This led to a new vision of restoring the community through restored individuals.
The Seed Of Hope (SOH) Community Development commemorated its 17th birthday with a month of well-deserved celebrations.
This has been a journey of hope that the organisation brought to the community of Bhekulwandle and surrounding areas, and founders and staff members believe it has significantly proven God’s great plans for the community.
Not so long ago, the centre was known as a Bible college. Thereafter SOH became known as a counselling centre that provided knowledge on HIV and AIDS as well as pregnancy testing and counselling. With the ease of accessibility to medication and information regarding HIV and AIDS, the need of the community shifted and people were better equipped on how to take care of their health.
“This shift allowed us to go deeper in finding out what the community needed apart from what the organisation had been providing. This led to a new vision of restoring the community through restored individuals,” said co-founder Heather Leibenberg.
This transformation led to the implementation of various skills programmes such as life skills, employment preparation, sewing, baking, farming and computer skills. Making these programmes available was an innovative way to meet people where they were. What sets the organisation apart is that it caters for children and youth, young adults and the elderly, and that has helped it make an all-rounded impact on the community.
A significant milestone in SOH’s journey was when the title deed to the property was handed over by Inkosi Nathi Maphumulo in 2019.
“I’m amazed at the years most of our team members have been with the organisation and how it has evolved over the years,” said recently appointed CEO, Londiwe Myeza. “Even with Covid-19 upon us, I’m fully convinced the organisation will adapt and continue to serve the community for many years to come.
“We are grateful to our founders, Heather and the late Derek Liebenberg for pursuing this vision. It such a great honour to be a part of their legacy and we are now walking in the harvest of the seeds they planted 17 years ago.”

> _PROVIDED INFORMATION_:
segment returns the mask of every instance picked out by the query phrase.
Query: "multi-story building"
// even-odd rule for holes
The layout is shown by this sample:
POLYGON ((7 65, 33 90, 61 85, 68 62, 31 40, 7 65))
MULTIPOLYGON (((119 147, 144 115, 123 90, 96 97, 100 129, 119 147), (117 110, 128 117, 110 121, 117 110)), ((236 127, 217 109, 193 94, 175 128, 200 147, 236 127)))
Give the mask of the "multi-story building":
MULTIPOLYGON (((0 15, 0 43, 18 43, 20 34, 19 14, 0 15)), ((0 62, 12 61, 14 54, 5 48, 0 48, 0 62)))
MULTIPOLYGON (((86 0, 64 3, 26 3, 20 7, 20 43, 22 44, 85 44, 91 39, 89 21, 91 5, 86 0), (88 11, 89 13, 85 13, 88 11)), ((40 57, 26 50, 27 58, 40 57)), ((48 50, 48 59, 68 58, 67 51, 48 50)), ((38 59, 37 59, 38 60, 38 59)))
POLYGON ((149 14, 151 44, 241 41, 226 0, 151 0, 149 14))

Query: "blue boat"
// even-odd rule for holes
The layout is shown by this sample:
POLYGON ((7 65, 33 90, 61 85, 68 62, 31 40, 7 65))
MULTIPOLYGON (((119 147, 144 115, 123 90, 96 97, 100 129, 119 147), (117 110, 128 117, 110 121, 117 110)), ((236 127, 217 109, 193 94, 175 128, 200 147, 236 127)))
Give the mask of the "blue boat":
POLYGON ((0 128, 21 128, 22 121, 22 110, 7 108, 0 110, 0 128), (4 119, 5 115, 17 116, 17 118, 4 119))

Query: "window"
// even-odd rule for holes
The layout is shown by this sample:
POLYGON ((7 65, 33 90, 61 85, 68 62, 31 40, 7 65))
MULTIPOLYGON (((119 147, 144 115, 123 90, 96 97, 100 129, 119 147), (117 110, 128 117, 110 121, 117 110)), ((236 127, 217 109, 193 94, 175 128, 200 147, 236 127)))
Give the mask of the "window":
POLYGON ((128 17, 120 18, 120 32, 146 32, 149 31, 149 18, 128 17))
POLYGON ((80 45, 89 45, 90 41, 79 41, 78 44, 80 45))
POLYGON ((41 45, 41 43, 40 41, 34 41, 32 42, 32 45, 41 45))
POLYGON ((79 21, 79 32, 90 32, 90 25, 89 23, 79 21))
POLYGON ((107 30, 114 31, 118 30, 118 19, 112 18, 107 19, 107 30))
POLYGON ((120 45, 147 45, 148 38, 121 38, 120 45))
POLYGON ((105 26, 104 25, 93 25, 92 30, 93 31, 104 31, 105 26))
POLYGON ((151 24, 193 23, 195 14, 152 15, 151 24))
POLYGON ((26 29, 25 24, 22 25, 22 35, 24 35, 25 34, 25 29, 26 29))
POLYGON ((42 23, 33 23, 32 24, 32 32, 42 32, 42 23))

> _YOUR GOAL_:
Transcribe the Seed Of Hope article from "A significant milestone" up to and including "years to come.". The entries are separate material and have no connection to the Seed Of Hope article.

> _EXERCISE RESULT_:
A significant milestone in SOH’s journey was when the title deed to the property was handed over by Inkosi Nathi Maphumulo in 2019.
“I’m amazed at the years most of our team members have been with the organisation and how it has evolved over the years,” said recently appointed CEO, Londiwe Myeza. “Even with Covid-19 upon us, I’m fully convinced the organisation will adapt and continue to serve the community for many years to come.